═════ GIVEN RECORDS ═════

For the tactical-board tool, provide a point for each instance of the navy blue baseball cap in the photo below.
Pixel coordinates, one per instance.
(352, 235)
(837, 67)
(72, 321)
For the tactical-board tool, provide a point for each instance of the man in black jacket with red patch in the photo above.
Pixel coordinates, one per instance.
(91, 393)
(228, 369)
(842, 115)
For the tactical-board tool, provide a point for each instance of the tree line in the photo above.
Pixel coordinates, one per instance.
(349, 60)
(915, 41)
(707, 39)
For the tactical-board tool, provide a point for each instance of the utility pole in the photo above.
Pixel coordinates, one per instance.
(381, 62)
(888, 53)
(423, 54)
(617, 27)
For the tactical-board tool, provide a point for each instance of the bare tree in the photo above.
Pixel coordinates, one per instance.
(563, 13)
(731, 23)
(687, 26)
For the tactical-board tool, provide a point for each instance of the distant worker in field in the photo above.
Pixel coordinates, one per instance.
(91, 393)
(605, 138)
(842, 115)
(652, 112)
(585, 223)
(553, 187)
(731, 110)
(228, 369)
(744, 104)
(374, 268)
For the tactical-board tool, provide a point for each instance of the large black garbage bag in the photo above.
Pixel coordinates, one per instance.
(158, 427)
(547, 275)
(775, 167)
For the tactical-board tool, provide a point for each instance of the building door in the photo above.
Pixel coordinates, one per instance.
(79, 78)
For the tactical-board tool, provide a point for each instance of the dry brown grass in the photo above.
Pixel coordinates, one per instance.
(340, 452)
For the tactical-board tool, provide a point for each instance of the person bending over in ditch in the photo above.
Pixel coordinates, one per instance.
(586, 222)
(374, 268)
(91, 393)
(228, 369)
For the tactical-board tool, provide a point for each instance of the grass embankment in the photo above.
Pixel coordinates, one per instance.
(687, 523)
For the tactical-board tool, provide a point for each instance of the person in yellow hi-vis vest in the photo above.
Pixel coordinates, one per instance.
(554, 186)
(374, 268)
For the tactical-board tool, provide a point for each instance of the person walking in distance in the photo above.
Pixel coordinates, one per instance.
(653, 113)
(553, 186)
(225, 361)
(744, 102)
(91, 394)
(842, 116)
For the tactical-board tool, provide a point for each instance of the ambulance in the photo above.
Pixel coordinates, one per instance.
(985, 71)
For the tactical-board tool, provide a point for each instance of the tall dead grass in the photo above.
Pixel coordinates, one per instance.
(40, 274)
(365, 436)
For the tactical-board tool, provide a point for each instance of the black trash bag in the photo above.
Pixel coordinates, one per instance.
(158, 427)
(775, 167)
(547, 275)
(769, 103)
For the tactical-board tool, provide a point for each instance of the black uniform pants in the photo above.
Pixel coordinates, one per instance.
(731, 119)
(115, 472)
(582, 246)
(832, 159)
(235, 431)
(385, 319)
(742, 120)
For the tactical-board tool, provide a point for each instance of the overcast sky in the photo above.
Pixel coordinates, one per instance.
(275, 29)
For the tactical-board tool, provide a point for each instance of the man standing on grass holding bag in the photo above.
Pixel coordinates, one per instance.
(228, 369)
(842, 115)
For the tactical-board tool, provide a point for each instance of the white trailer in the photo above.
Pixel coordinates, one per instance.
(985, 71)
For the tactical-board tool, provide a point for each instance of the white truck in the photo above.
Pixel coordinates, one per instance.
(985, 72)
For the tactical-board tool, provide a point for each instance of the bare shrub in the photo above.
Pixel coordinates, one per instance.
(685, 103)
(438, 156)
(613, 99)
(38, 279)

═════

_ABOUT THIS EXERCISE_. Starting from the line with "truck in the photo above.", write out every remaining line of the data above exactly, the final line included, and nothing before it.

_RESULT OF THIS EXERCISE_.
For the tactical-board tool, provide a point for each instance of the white truck in the photo above.
Pixel coordinates, one per instance.
(985, 72)
For the tactical-board tool, provide a point for each instance of the bare shrub in the photo above.
Pixel coordinates, one per instance.
(685, 103)
(438, 156)
(613, 99)
(38, 279)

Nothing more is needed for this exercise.